BEGIN

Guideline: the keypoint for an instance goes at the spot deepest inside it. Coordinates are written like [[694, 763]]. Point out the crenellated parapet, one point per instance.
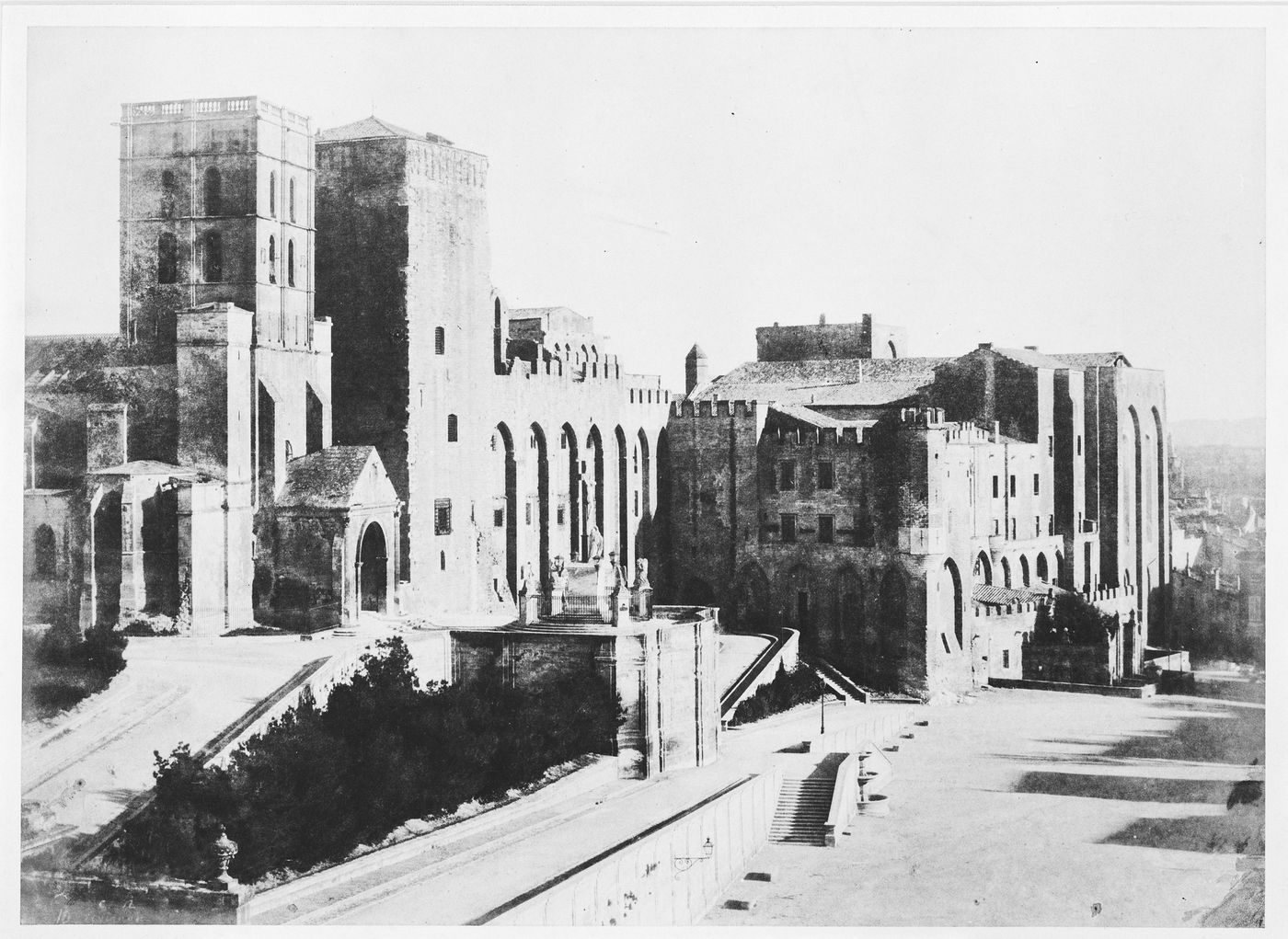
[[715, 408]]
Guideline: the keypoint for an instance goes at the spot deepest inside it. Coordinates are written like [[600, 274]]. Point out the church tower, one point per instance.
[[216, 201]]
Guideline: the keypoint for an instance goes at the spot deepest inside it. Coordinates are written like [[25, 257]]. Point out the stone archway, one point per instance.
[[373, 569]]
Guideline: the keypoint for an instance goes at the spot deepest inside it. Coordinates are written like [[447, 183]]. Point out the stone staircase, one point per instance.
[[802, 807]]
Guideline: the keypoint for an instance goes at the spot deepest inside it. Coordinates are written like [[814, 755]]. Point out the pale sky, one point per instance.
[[1075, 189]]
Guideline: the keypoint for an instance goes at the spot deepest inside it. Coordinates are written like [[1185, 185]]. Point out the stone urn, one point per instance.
[[223, 852]]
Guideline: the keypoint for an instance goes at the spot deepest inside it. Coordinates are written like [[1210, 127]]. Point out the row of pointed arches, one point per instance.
[[553, 488]]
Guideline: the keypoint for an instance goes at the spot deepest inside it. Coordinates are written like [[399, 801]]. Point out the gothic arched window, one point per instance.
[[212, 192], [212, 258], [167, 258]]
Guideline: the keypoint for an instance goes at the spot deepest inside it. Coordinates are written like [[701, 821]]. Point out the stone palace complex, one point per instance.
[[318, 407]]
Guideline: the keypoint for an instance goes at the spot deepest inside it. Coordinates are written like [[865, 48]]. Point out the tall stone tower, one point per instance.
[[405, 273], [216, 200]]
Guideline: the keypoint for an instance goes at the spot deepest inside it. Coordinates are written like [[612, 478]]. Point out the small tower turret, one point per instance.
[[695, 369]]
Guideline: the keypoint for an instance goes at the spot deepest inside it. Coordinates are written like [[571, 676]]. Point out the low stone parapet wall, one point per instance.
[[669, 876]]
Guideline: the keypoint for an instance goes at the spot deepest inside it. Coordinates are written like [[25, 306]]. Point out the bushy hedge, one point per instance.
[[786, 691], [321, 782], [1072, 618], [61, 669]]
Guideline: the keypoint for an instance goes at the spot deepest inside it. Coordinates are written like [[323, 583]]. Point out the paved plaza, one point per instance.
[[1032, 807]]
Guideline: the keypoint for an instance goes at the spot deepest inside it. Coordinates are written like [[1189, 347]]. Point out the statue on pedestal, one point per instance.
[[530, 594], [641, 591], [558, 585]]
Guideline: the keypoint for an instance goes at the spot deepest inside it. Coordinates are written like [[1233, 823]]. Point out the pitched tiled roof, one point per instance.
[[833, 382], [802, 414], [1032, 357], [1090, 360], [373, 128], [995, 595], [326, 478]]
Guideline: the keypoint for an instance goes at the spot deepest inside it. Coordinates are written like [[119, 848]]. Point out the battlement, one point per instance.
[[811, 437], [210, 109], [214, 324], [714, 408], [923, 417]]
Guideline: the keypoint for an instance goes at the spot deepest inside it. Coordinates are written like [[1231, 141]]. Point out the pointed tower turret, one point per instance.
[[695, 369]]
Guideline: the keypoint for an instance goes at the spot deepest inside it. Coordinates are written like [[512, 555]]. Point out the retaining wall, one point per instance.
[[665, 878]]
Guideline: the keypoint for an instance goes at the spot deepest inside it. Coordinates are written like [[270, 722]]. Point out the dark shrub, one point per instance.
[[1075, 617], [788, 691], [319, 782], [60, 669]]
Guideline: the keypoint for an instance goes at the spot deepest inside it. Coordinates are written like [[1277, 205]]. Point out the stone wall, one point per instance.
[[662, 670], [667, 877]]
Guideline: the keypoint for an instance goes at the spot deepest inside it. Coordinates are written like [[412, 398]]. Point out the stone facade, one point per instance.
[[509, 433], [165, 449], [875, 505], [663, 670]]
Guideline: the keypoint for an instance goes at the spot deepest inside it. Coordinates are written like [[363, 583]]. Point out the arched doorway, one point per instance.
[[505, 496], [592, 491], [1139, 515], [373, 573], [950, 567], [538, 438], [983, 571], [892, 603], [107, 559], [575, 514], [624, 523]]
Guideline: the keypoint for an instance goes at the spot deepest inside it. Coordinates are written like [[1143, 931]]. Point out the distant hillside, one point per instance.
[[1249, 431]]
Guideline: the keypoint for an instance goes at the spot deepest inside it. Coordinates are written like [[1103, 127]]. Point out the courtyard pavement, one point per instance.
[[453, 884], [1030, 807]]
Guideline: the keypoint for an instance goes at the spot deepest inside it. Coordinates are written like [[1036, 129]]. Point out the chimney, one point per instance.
[[106, 436], [695, 369]]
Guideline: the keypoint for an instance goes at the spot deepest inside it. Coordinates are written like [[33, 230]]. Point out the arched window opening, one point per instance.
[[167, 258], [313, 420], [167, 190], [212, 192], [44, 553], [212, 258]]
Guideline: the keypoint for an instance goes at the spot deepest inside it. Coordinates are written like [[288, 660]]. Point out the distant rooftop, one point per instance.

END

> WRITTEN REQUEST: Rewrite all of the lines above, substituting "Mark" for every occurrence of "Point out" and keeping everything else unchanged. Leave the pictures out of your answer.

> REPLY TO THE EXERCISE:
Guideline: the keypoint for an instance goes at the spot deepest inside it. Coordinates are written like [[694, 763]]. Mark the crenellated parapet, one point per instance.
[[715, 408]]
Guideline: the keypoint for an instance goes at the spot deepest inside it. Coordinates are written like [[600, 274]]. Mark the church tower, one point per instance.
[[216, 201]]
Guideline: the keypoint for an instance goes at the spot deepest inside it. Coordinates are written like [[25, 257]]. Mark the stone archway, one point per instance.
[[373, 569]]
Guideline: the keypoint for an instance goes at the spot deepest inside it. Coordinates are written like [[447, 183]]. Mark the stone staircase, one point per instance.
[[802, 807]]
Guideline: the keypoint for an instance goes at the spot deepest inside it. Coordinates are written like [[814, 755]]. Mark the pale sky, one point per instance.
[[1075, 189]]
Guideline: the keypoint for an instance goes at the spot deepest inside it. Coordinates are written like [[1185, 185]]. Mark the stone urn, one point per instance.
[[223, 852]]
Guideline: the keypoint for an instance goes at the spot deepest inside it. Coordinates are written like [[1210, 127]]. Mark the row of pointed arches, one point per instance.
[[553, 488]]
Guideline: the keypoint for an instance goes at the spot deepest inside it. Coordinates are written like [[399, 801]]. Mark the gothic arched window, one point per instance.
[[212, 192], [212, 258], [167, 258]]
Guideline: the keypoint for an instance goes at the spot deepest inside it. Coordinates are written like [[701, 821]]. Mark the stone palace complex, one point per instance.
[[318, 407]]
Guideline: the keypoint for an instance goes at the spot deepest inside it. Coordinates are written like [[865, 48]]. Mark the tall stone tower, one point per instance.
[[405, 273], [216, 200]]
Guideline: the keypoint for an instance goes at the spot deepest inside it. Coordinates are written like [[612, 478]]. Mark the small tower turret, one point per instance.
[[695, 369]]
Guideline: the keypoint for an instance goes at the spot deepest inside it. Coordinates are written like [[571, 676]]. Mark the low stone parapet wall, one point per instance.
[[669, 876]]
Guideline: the keypoint for an instance goes at the spot deepest inside it. Coordinates are written like [[25, 306]]. Mark the bushy hedge, one point per instance.
[[786, 691], [321, 782], [1072, 618], [61, 669]]
Guideline: the keypoint for an instance goes at the spot deepest inside it. Coordinates are written like [[323, 583]]. Mark the paved plaza, one point per instance.
[[1032, 807]]
Guideline: the keypoint for an instance goes at the spot deepest inside it. Coordinates are written like [[1189, 347]]. Mark the statue on pedestal, one point per instance.
[[530, 594], [641, 591], [558, 585]]
Guideline: the keypoint for an instance goes at the spot deepest inside it. Coordinates are written like [[1233, 823]]. Mark the pitched tiled roof, one point per instance.
[[833, 382], [802, 414], [1032, 357], [1090, 360], [373, 128], [995, 595], [326, 478]]
Guideline: the keypoint for an instance goes at the spot deepest inside it. Coordinates are written like [[119, 848]]. Mark the battlement, one point per instance.
[[811, 437], [210, 109], [214, 324], [714, 408], [923, 417]]
Guideline: the keypoint for an instance goes at the spot deepest inside it. Coordinates are written like [[1231, 141]]. Mark the pointed tower turret, one point per instance.
[[695, 369]]
Guideline: the keypoint for an instance goes at the spot deepest inside it. Coordinates are written like [[512, 555]]. Mark the retaining wall, one point per instance.
[[665, 878]]
Guideline: the keypoint for an instance goes at the spot deepest inside it. Coordinates are written like [[270, 722]]. Mark the dark shrub, one point per instance.
[[1075, 617], [788, 691], [319, 782], [60, 669]]
Guideline: the keypoint for an instance goes at the spot deepest inside it. Coordinates are written like [[1277, 205]]. Mark the stone wall, one point per instance.
[[662, 670], [667, 877]]
Guideline: the keypoint for an instance goes at the spot deepest inside it. Coordinates are written like [[412, 398]]. Mark the stone facade, one point per instance.
[[509, 433], [165, 449], [875, 505], [663, 670]]
Guideline: the keypoint for an instance goes at the spot deepest inside it. Coordinates are written like [[363, 583]]. Mark the arched doorway, one point per instance.
[[505, 496], [592, 491], [1139, 515], [373, 573], [950, 567], [538, 438], [983, 571], [892, 603], [107, 559], [575, 514], [624, 523]]
Guideline: the keypoint for an instance goes at the spot deepest inside it. Coordinates are written like [[1143, 931]]. Mark the distant hillside, one point per instance.
[[1249, 431]]
Guideline: the keypoint for an instance goes at the spot deepest inside it. Coordinates are written like [[1103, 127]]. Mark the courtyard pavement, one point per instance.
[[453, 884], [1030, 807]]
Guideline: the keypoint for an instance goes at the spot deepest inside it. Coordinates are written like [[1036, 129]]. Mark the chimney, one point per instance.
[[106, 436], [695, 369]]
Guideline: the keypoint for an instance goes at the spot deepest inside it. Coordinates are written like [[33, 230]]. Mark the arched window opening, one point per instance.
[[167, 258], [313, 420], [167, 190], [212, 192], [44, 553], [212, 258]]
Guideline: the keypoint for an instance goes at the spot deepest inside it. Coordinates are written like [[288, 660]]. Mark the distant rooftop, one point per instance.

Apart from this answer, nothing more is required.